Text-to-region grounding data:
::::

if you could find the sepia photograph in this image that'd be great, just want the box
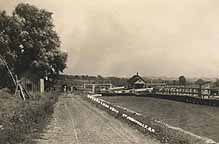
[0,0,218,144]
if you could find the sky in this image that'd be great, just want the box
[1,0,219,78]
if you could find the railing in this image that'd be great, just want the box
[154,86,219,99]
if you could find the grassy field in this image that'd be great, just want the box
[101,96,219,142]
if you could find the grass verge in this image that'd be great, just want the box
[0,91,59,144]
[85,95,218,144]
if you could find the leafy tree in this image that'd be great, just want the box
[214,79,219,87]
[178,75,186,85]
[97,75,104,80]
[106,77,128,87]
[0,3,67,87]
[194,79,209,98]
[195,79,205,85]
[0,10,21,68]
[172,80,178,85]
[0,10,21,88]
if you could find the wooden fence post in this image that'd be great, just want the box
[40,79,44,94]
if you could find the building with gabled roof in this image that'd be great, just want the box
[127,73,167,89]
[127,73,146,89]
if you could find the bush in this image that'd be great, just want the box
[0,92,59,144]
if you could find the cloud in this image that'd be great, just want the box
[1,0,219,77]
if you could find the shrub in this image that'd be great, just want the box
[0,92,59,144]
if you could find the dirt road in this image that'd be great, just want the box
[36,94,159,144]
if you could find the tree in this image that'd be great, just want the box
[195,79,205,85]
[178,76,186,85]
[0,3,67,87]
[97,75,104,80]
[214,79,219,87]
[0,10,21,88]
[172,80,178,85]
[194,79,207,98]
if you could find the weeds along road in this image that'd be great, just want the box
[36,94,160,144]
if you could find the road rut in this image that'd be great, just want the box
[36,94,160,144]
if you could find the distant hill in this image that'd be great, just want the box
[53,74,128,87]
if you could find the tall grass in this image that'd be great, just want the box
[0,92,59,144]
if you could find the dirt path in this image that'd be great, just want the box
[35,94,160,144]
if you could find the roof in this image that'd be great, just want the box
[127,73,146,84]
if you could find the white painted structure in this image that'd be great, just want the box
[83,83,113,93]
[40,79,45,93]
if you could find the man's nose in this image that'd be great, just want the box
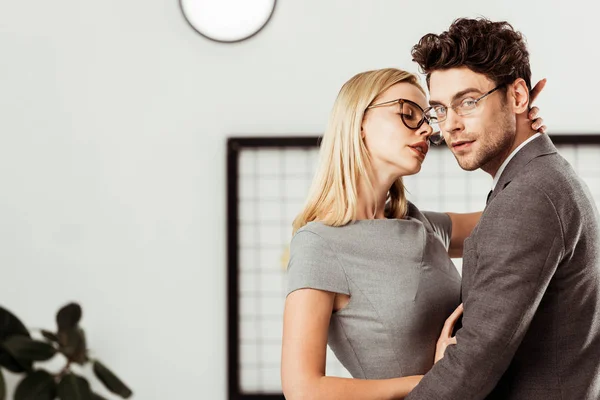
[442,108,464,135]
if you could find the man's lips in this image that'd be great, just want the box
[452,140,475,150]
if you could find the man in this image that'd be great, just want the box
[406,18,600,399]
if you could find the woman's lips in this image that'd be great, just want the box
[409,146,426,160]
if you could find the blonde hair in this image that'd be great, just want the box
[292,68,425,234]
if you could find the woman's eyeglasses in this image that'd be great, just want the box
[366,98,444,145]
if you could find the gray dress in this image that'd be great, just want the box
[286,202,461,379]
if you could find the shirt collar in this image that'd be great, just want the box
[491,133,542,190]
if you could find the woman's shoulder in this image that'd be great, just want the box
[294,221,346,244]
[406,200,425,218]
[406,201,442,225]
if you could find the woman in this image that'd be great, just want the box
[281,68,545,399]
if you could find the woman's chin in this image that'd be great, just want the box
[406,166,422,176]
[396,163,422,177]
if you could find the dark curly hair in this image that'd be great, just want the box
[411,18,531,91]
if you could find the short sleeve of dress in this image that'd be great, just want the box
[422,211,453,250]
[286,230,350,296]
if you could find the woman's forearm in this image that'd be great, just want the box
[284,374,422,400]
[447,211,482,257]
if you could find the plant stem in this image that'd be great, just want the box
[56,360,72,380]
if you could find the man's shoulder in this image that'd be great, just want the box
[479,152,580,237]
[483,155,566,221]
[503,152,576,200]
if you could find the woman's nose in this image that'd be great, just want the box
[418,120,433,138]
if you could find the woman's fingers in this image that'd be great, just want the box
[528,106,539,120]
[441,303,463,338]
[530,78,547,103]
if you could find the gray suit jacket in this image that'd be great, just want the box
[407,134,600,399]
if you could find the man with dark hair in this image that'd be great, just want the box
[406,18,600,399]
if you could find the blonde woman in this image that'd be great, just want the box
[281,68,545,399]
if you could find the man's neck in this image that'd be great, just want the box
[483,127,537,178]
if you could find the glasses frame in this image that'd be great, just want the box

::::

Hand back all the entries exactly, leaving out the pictures.

RESULT OF THE EXERCISE ->
if you could find the sepia photograph in this image that'd be great, just want the box
[0,0,218,144]
if you could find the sky in this image that'd be great, just want the box
[1,0,219,78]
if you could find the railing in this image that'd be great, just want the box
[154,86,219,99]
if you could find the grassy field in this image that'd be great, just want the box
[101,96,219,142]
if you could find the grass verge in this image that'd be great, just want the box
[0,91,59,144]
[85,95,218,144]
if you could find the leafy tree in this image that'd be great, just want the box
[214,79,219,87]
[178,75,186,85]
[97,75,104,80]
[106,77,128,87]
[0,3,67,87]
[194,79,209,98]
[195,79,205,85]
[0,10,21,68]
[172,80,178,85]
[0,10,21,88]
if you could find the wooden fence post in this image that'd be great, just want the box
[40,79,44,94]
if you could find the building with gabled roof in this image that'd be great, just want the box
[127,73,167,89]
[127,73,146,89]
if you could find the bush in this image that'd be great, just want the box
[0,92,59,144]
if you could find the cloud in this image that'd be great, just want the box
[1,0,219,77]
if you could find the shrub in this image that'd be great, just want the box
[0,92,59,144]
if you could find the dirt road in this image that'd be great, just want the box
[36,94,159,144]
if you could find the tree in this image that'd be great, just want the box
[195,79,205,85]
[178,76,186,85]
[0,3,67,87]
[97,75,104,80]
[214,79,219,87]
[0,10,21,88]
[172,80,178,85]
[194,79,207,98]
if you could find the weeds along road in this image that'd be great, just want the box
[36,94,160,144]
if you could find the road rut in this image that'd be great, just want the box
[36,94,160,144]
if you could find the distant hill in this image that'd be great, just want the box
[53,74,128,87]
if you could find the tall grass in this image that'd be great, just want the box
[0,92,59,144]
if you could find the dirt path in this image that'd be great, just want the box
[35,94,160,144]
if you could find the roof in this image that'd be great, just want the box
[127,73,146,84]
if you could find the white painted structure in this image that'd be great, just want the box
[83,83,113,93]
[40,79,45,93]
if you could find the man's nose in this image that'd be great, just want the box
[442,108,464,135]
if you could find the man's lips in this image that'd be great, just want the box
[452,140,475,150]
if you could find the man in this image that'd be great, just want the box
[406,18,600,399]
if you could find the woman's lips in this image that'd be great, just want the box
[409,146,426,160]
if you could find the blonde hair in this image that'd be great, just want the box
[292,68,425,234]
if you could find the woman's eyeglasses in this image that'd be great, just want the box
[366,98,444,145]
if you could find the gray dress in this image that'd be great, just want the box
[286,202,461,379]
if you could find the shirt collar in this image that'd be great, just want the box
[491,133,542,190]
if you could find the woman's shoulder in this image that'd be great, just want the box
[294,221,346,244]
[406,200,425,218]
[406,201,442,225]
if you could find the woman in this image that'd be great, just want the box
[281,68,545,399]
if you could find the woman's chin in this image that'd be great, just want the box
[406,166,422,176]
[396,163,422,177]
if you could find the dark curly hair in this image that'd be great, just want the box
[411,18,531,91]
if you could find the short sleeve of dress in this image that'd be great, just want the box
[422,211,453,250]
[286,230,350,296]
if you could find the woman's forearm in this image that'd be great, just want the box
[284,374,422,400]
[447,211,482,257]
if you could find the plant stem in this image that'd be great, just want the box
[56,360,72,380]
if you could find the man's shoulder in this image that'd be great, just want the box
[479,152,580,237]
[483,155,566,221]
[503,152,576,200]
if you could find the woman's nose in this image that'd be great, just want the box
[418,120,433,138]
if you could find the woman's fingers in this image that'd be great, just want the box
[528,106,539,120]
[441,303,463,338]
[530,78,547,103]
if you could find the gray suit jacket in this image that'd be great, just want the box
[407,134,600,399]
if you could find the man with dark hair in this image that'd be great, just want the box
[406,18,600,399]
if you could find the blonde woman in this image that'd be great, just want the box
[281,68,545,399]
if you could find the man's neck in this image that'd be great, just want the box
[483,127,537,178]
if you could find the glasses frame in this image that'd be great, just want the box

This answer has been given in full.